▶ [EXTRACTED INFORMATION]
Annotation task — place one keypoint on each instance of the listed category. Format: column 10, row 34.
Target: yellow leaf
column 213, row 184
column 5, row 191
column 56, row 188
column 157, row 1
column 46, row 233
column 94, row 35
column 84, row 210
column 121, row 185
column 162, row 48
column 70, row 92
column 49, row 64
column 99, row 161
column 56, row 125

▶ [DESCRIPTION OF THE TASK]
For each line in the listing, return it exactly as shown.

▶ [FINAL ANSWER]
Annotation task — place one keypoint on each instance of the listed category. Format: column 10, row 34.
Target: yellow leaf
column 213, row 184
column 5, row 191
column 56, row 188
column 157, row 1
column 46, row 233
column 94, row 35
column 84, row 210
column 121, row 185
column 162, row 48
column 70, row 92
column 49, row 64
column 99, row 161
column 56, row 125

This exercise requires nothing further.